WORK INSTRUCTION: Find the string "suit" in the records. Copy every line it appears in.
------ TASK DATA
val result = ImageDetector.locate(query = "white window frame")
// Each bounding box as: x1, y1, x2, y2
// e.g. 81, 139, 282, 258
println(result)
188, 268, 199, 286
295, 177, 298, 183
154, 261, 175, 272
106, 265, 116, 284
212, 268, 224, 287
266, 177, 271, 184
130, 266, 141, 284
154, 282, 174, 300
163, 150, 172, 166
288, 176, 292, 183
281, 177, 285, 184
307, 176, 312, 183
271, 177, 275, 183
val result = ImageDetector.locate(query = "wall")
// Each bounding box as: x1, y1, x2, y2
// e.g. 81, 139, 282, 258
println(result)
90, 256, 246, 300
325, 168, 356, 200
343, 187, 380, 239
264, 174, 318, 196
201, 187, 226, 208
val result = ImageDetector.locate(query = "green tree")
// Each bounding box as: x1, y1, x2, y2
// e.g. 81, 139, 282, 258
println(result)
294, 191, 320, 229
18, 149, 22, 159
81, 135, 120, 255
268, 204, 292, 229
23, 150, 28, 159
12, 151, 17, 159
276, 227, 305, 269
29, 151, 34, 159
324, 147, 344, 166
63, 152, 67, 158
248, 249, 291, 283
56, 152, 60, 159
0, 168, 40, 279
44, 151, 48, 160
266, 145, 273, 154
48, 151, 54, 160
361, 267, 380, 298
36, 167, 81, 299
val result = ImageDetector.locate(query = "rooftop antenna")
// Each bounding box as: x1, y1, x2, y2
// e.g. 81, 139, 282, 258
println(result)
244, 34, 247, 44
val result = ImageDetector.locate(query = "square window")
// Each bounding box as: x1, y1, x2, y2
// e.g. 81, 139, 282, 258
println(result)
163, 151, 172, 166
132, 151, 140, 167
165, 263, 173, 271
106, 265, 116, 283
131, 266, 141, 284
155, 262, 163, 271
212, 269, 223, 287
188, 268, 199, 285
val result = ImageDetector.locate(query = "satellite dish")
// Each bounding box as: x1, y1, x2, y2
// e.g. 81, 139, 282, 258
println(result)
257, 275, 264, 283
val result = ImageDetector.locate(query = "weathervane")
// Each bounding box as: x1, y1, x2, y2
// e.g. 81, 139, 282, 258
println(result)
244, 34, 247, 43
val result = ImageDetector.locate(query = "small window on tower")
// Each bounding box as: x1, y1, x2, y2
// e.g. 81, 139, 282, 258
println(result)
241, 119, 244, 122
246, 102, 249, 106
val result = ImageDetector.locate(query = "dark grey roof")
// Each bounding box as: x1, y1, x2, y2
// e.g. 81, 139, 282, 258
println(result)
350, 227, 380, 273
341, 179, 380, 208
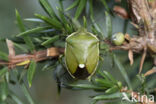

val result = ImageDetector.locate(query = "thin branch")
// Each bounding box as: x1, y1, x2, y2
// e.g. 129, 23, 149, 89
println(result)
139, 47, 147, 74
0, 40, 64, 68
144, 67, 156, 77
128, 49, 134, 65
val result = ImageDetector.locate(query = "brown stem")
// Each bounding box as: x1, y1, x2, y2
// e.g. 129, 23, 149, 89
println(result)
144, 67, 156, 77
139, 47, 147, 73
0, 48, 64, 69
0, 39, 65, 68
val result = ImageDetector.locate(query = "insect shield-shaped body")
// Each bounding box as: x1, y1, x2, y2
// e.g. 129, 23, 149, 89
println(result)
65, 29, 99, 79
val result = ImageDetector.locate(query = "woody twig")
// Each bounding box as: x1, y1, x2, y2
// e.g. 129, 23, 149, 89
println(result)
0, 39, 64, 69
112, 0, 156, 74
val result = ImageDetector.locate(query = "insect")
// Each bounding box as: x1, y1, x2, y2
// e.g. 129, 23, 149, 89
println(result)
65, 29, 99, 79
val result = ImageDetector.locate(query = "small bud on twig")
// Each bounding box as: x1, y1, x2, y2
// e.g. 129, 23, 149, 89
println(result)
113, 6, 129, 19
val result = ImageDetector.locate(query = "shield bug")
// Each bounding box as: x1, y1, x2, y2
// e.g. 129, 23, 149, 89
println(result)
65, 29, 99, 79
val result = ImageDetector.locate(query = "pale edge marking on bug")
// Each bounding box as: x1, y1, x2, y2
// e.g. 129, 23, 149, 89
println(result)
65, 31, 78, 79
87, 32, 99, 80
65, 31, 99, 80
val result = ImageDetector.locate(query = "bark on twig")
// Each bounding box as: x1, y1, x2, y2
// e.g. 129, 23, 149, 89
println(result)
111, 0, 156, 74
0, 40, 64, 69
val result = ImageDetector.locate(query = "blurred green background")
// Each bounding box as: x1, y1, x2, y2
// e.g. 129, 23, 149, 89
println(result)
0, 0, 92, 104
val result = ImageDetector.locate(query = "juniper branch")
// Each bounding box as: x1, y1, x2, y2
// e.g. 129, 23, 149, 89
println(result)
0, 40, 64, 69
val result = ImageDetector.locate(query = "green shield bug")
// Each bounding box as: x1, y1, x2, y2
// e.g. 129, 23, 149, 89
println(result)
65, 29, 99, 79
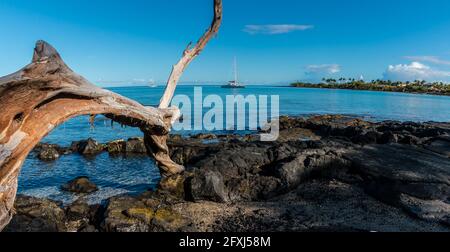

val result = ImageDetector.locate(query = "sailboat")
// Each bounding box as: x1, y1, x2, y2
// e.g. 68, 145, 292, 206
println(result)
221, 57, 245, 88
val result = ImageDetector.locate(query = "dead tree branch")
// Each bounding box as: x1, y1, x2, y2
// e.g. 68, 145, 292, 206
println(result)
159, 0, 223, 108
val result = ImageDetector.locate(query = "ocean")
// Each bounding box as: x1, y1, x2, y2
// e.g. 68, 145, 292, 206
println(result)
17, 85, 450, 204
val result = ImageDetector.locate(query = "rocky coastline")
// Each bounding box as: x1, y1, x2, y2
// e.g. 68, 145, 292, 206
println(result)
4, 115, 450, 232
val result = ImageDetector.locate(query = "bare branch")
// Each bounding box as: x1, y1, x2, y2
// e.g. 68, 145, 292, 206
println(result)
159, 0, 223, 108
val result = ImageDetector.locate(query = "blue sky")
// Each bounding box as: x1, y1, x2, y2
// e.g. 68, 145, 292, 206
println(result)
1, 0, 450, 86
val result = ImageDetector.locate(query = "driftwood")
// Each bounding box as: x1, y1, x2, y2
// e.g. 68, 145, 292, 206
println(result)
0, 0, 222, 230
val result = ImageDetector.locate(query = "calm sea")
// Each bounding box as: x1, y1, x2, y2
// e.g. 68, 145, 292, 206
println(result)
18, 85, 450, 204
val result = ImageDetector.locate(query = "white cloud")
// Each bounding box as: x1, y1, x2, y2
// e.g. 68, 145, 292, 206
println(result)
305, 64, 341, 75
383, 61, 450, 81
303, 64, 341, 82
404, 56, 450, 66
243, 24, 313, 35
------------
------ TASK DATA
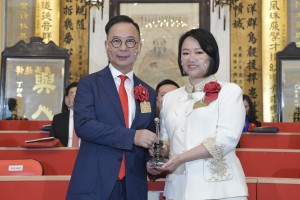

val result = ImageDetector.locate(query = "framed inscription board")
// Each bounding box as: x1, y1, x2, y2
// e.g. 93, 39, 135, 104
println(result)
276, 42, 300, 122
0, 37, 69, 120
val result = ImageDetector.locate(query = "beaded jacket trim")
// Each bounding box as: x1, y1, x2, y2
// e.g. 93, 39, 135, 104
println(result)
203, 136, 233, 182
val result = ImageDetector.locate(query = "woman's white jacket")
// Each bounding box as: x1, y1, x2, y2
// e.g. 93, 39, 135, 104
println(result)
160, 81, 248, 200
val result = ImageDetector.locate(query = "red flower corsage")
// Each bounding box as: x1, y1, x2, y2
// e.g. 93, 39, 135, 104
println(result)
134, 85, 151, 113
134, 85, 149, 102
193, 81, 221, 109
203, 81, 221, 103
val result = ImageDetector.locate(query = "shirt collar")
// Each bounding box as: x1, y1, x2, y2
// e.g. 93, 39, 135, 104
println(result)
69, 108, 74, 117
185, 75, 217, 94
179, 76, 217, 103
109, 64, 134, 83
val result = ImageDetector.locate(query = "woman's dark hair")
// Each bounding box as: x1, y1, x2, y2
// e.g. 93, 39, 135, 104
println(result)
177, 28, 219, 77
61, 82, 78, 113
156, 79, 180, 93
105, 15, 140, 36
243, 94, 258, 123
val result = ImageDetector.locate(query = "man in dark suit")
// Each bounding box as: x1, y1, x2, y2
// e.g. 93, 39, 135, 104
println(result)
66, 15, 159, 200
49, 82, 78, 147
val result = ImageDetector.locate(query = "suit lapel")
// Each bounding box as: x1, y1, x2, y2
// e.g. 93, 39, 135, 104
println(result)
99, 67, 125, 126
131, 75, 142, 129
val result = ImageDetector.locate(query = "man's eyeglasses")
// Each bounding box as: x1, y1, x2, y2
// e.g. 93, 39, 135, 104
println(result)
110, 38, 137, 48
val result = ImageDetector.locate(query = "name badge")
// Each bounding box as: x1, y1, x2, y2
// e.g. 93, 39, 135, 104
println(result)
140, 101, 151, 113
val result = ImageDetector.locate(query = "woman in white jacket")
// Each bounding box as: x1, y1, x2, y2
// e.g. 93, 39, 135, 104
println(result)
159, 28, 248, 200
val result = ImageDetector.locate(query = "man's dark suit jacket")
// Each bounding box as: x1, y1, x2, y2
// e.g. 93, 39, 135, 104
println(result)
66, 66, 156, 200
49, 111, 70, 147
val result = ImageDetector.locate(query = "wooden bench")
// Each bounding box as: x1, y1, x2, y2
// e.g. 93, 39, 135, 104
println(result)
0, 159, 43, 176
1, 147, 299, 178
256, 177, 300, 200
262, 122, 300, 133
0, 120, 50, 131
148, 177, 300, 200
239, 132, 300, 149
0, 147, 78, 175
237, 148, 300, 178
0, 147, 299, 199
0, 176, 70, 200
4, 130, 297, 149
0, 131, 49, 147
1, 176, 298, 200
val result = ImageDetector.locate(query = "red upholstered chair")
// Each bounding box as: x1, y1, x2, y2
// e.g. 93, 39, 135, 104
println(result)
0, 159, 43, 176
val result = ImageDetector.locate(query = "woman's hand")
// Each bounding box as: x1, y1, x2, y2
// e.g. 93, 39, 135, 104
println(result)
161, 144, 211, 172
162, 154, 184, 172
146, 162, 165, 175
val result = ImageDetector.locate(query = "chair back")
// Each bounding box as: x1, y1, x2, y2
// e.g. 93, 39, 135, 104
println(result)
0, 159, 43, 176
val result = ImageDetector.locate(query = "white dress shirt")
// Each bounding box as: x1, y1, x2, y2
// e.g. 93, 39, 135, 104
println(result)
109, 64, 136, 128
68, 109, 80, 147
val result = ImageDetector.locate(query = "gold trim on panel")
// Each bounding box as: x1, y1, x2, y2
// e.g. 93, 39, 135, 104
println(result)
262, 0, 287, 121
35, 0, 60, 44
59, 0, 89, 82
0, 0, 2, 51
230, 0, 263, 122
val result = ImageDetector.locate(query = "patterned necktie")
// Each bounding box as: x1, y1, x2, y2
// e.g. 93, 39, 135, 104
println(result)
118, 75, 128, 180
------------
RESULT OF THIS TASK:
val result = ImageDetector.locate(query = "man in dark suit")
val result = ImageDetector.locate(query = "suit lapel")
val result = ImageDetector.locate(query = "man's dark suit jacket")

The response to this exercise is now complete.